§ Request:
Retype the records below word for word, starting at the line containing "Shelf-audit tagging: for every instance of the twig" and ending at the line containing "x=166, y=86", with both of those lines included.
....................
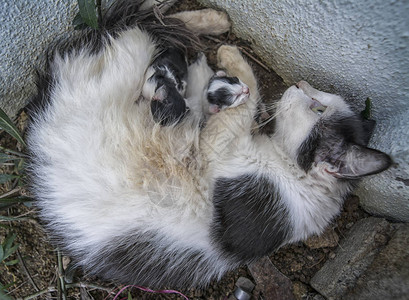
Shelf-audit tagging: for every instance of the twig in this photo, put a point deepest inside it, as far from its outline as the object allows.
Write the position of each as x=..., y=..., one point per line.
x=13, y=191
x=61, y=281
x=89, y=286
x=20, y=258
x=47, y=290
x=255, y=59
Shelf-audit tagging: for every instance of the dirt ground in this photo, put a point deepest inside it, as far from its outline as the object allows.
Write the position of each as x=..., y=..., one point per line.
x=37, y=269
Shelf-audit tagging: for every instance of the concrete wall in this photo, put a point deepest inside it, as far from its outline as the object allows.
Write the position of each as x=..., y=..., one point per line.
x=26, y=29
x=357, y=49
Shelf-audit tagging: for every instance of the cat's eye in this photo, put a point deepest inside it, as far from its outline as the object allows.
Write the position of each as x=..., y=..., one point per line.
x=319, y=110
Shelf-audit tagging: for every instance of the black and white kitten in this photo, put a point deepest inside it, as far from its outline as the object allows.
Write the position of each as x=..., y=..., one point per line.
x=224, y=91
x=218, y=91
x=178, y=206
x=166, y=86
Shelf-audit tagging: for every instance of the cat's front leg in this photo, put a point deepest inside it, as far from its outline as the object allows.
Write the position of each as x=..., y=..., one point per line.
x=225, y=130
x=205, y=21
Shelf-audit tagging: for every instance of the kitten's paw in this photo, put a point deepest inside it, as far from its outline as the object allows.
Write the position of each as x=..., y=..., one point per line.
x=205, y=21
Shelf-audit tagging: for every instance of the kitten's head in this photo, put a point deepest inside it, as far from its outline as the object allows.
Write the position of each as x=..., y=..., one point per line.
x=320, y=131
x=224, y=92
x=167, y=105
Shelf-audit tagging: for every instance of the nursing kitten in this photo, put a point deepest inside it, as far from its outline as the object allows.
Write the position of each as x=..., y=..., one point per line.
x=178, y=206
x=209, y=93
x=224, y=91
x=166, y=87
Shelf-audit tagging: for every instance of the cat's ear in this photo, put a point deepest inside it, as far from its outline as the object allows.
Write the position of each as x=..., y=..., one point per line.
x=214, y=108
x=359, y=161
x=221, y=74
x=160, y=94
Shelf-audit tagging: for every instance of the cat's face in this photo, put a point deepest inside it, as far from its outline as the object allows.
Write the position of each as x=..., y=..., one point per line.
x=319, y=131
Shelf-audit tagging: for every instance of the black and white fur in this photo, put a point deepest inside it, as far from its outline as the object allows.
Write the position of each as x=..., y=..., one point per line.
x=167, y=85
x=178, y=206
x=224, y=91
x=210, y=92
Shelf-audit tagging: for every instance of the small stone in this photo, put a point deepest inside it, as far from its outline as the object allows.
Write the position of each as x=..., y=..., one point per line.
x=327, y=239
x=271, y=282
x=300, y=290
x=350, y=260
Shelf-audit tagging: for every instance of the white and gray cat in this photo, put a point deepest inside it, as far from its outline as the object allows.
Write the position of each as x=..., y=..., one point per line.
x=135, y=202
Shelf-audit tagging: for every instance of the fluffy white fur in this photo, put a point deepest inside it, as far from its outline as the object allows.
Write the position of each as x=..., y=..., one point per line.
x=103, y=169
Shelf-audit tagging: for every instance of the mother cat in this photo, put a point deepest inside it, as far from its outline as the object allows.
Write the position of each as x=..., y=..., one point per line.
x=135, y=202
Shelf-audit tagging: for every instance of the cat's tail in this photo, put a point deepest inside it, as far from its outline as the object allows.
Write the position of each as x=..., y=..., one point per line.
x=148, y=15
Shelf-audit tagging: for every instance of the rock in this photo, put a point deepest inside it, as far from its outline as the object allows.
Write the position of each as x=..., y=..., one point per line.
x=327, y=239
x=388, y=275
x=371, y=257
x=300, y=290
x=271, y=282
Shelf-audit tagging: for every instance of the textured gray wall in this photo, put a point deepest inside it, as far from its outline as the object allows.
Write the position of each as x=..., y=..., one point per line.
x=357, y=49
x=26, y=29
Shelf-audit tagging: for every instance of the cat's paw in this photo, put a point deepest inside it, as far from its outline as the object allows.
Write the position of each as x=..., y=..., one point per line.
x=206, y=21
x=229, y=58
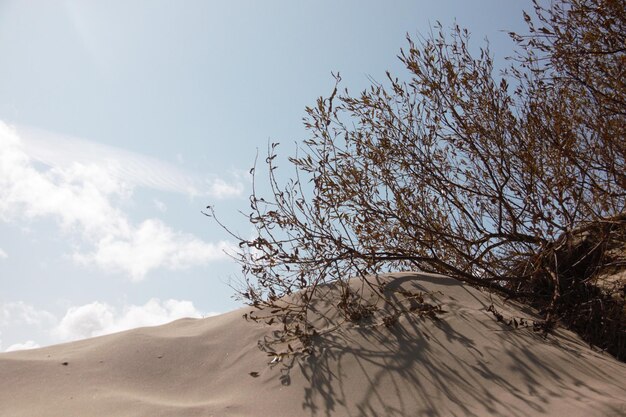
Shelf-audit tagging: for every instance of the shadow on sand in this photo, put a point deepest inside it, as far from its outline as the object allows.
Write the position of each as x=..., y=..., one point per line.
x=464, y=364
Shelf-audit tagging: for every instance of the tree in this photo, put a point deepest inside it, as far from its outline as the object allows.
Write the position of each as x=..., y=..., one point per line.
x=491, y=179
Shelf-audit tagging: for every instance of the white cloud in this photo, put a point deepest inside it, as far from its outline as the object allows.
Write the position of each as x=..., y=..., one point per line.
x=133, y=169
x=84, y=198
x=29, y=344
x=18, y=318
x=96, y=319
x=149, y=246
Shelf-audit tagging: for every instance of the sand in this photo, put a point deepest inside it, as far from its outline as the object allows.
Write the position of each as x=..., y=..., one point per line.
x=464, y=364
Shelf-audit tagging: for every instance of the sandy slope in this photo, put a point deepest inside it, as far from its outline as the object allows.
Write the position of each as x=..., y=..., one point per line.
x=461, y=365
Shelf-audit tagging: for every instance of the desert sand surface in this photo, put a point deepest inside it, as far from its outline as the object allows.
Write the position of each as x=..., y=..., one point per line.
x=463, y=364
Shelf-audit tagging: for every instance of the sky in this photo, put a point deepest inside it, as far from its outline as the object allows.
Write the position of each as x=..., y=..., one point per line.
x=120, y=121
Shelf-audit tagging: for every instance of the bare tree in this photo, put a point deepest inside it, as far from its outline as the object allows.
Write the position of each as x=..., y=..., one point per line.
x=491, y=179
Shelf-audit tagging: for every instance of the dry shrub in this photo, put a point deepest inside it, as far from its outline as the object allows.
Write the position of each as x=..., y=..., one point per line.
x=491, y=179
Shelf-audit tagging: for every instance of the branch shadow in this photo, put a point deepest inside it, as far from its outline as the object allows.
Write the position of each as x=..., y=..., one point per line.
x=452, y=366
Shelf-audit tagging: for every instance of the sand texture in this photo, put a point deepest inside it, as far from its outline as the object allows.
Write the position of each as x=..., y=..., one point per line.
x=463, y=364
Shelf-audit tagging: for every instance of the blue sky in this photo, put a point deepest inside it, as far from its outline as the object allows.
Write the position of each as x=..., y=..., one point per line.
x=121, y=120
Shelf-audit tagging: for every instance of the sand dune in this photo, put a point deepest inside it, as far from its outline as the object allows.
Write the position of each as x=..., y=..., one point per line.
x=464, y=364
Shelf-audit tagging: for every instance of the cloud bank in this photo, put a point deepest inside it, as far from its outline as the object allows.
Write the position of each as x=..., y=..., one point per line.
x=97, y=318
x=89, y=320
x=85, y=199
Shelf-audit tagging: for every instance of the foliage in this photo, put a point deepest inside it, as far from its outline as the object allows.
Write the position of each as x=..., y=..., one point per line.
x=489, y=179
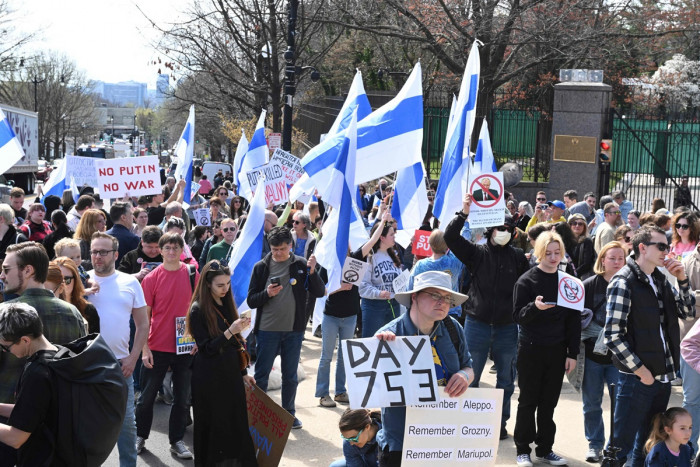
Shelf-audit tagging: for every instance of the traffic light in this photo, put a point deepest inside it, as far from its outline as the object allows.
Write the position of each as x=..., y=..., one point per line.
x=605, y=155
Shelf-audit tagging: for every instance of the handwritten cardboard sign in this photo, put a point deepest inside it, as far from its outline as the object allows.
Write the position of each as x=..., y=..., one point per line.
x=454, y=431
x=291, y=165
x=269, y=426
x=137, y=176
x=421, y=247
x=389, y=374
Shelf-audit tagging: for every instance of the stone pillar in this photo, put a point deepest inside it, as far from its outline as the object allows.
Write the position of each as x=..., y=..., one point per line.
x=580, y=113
....................
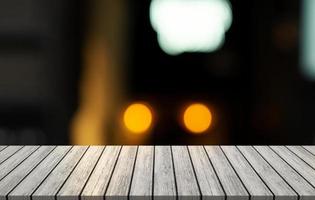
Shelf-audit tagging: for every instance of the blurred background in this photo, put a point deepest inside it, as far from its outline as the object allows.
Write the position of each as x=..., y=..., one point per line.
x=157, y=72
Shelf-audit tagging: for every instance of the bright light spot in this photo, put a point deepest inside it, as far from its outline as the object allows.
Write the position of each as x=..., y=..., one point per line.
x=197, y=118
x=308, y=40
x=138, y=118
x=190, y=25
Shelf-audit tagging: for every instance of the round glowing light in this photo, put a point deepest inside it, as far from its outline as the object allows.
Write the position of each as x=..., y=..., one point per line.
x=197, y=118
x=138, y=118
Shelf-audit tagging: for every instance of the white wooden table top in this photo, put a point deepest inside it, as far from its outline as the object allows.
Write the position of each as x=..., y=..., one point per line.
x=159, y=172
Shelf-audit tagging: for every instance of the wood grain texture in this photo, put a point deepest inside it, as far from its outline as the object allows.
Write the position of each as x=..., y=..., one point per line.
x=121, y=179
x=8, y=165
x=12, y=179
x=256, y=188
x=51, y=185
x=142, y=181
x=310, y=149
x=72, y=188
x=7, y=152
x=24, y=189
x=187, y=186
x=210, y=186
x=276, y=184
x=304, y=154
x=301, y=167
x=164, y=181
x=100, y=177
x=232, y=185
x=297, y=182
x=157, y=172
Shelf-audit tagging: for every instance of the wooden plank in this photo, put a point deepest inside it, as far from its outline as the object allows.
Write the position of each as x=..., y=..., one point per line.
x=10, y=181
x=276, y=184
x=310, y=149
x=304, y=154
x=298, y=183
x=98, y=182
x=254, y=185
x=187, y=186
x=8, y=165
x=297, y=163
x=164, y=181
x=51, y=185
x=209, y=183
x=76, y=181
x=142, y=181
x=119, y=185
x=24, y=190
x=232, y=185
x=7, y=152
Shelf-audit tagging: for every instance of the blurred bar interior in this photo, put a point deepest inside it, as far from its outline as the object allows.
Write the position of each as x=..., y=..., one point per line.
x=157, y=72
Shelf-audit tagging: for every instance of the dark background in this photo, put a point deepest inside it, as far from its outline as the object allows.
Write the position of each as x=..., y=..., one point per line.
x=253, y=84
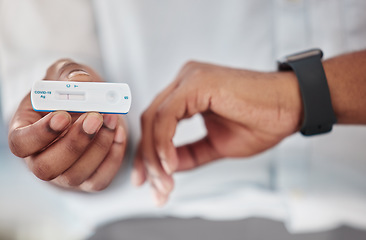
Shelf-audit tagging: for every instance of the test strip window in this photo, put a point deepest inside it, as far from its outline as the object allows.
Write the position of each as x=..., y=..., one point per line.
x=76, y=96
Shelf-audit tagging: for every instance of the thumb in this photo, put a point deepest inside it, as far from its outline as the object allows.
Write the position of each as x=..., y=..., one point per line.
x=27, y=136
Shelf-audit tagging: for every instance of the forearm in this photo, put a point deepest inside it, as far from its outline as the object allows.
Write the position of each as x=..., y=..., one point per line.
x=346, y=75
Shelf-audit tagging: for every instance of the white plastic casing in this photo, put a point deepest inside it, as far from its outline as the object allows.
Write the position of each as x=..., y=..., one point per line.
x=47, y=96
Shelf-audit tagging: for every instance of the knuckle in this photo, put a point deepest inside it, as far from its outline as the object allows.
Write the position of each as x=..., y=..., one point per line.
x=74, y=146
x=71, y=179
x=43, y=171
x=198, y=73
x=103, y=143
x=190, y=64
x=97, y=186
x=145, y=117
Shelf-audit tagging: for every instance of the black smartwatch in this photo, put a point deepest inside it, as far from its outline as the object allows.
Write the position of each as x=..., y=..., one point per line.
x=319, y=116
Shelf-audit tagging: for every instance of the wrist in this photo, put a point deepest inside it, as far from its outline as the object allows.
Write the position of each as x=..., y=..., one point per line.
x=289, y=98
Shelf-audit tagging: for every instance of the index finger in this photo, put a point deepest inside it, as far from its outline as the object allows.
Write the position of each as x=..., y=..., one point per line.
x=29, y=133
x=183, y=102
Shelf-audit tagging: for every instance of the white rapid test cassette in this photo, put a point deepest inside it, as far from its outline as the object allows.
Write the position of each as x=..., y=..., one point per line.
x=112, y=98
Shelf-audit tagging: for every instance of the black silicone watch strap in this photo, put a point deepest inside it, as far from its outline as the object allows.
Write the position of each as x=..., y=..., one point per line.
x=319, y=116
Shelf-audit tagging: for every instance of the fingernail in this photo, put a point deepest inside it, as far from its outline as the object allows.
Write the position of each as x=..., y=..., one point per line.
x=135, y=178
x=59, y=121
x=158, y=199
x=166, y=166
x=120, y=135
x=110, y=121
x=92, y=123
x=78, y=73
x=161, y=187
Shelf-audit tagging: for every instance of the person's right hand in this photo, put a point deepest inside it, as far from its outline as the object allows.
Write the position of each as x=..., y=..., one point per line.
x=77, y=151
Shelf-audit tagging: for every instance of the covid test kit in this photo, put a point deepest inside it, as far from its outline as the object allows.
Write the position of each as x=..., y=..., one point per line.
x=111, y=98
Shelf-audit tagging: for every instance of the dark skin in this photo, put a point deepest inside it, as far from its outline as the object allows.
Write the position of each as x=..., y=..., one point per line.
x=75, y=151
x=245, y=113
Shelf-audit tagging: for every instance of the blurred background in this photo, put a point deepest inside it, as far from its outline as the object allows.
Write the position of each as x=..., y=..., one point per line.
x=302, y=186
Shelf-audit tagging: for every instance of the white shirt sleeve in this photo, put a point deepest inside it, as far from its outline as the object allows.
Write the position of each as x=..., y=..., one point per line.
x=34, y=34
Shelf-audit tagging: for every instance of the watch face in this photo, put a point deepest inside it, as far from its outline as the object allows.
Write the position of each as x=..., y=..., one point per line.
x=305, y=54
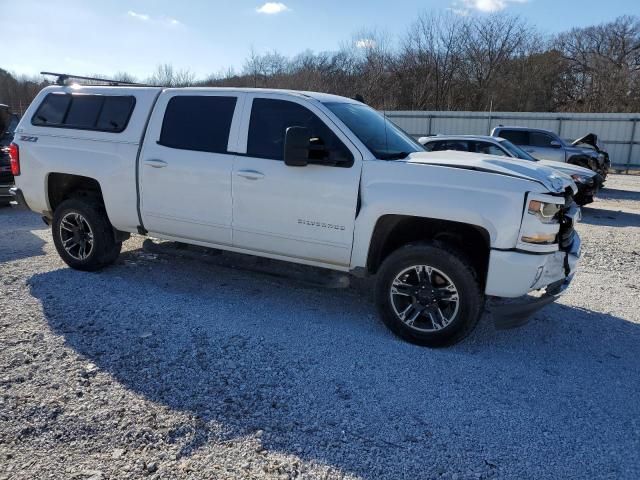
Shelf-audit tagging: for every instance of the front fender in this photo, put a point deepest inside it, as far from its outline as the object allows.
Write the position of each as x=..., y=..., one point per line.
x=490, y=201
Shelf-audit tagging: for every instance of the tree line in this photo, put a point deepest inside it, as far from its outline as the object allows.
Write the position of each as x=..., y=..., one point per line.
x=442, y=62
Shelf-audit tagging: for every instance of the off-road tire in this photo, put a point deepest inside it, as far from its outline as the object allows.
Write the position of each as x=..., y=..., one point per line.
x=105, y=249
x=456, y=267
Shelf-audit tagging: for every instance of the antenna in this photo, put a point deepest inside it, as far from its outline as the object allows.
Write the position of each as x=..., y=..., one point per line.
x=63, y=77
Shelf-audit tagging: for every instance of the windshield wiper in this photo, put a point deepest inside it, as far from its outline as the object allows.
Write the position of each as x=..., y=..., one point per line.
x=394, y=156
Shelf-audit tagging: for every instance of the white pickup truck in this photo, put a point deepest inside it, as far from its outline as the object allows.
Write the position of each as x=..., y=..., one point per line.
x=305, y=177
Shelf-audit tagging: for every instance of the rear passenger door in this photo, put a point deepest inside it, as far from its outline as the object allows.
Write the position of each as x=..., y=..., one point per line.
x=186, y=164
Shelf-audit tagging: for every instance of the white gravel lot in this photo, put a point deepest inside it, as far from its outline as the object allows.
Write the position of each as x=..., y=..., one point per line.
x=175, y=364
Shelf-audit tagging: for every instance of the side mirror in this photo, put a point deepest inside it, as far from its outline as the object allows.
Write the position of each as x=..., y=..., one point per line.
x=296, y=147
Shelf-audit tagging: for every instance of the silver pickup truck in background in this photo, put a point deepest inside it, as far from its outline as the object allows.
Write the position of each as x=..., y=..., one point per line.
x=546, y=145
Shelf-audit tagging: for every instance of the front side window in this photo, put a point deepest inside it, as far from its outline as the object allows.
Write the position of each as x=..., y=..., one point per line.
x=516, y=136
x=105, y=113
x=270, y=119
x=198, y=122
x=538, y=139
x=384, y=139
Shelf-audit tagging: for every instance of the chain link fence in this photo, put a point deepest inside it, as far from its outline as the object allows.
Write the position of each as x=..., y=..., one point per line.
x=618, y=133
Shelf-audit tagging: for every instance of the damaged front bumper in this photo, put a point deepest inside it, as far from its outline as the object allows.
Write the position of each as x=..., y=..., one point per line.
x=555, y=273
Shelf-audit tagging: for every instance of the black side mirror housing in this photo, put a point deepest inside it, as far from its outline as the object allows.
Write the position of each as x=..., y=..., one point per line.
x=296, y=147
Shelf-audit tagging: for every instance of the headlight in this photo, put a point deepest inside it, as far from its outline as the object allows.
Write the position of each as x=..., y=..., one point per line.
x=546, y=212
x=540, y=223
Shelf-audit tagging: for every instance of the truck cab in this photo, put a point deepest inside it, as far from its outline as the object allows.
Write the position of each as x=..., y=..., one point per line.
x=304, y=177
....................
§ Response:
Shelf-audit tagging: for every instance of the twig in this photo, put a point deepest inside it, as far from its outline as the object allows.
Write the position of each as x=..., y=..., one point per line.
x=13, y=191
x=61, y=281
x=89, y=286
x=20, y=258
x=47, y=290
x=255, y=59
Shelf-audit tagging: for every instance of the dirt ground in this photo, put a point deepest inside it, as far from its outline as the object allows.
Write the position of each as x=..., y=..., one point per line.
x=37, y=269
Shelf-audit tagging: for every instance of the concrete wall in this photo, put a point deepest inside it, as far from its outline as the object allows.
Write the position of each as x=..., y=..., one point per line.
x=26, y=29
x=357, y=49
Shelf-audit tagging: for every instance of the cat's eye in this photo, put a point deepest inside it, as far from its outline as the object allows.
Write the position of each as x=..., y=..., one point per line.
x=319, y=110
Shelf-audit tagging: for every instance of the black and white kitten in this photo, put a point deepest inside it, as far from its outline as the object allows.
Write the position of each as x=..., y=..., one point per line.
x=224, y=91
x=218, y=91
x=178, y=206
x=166, y=86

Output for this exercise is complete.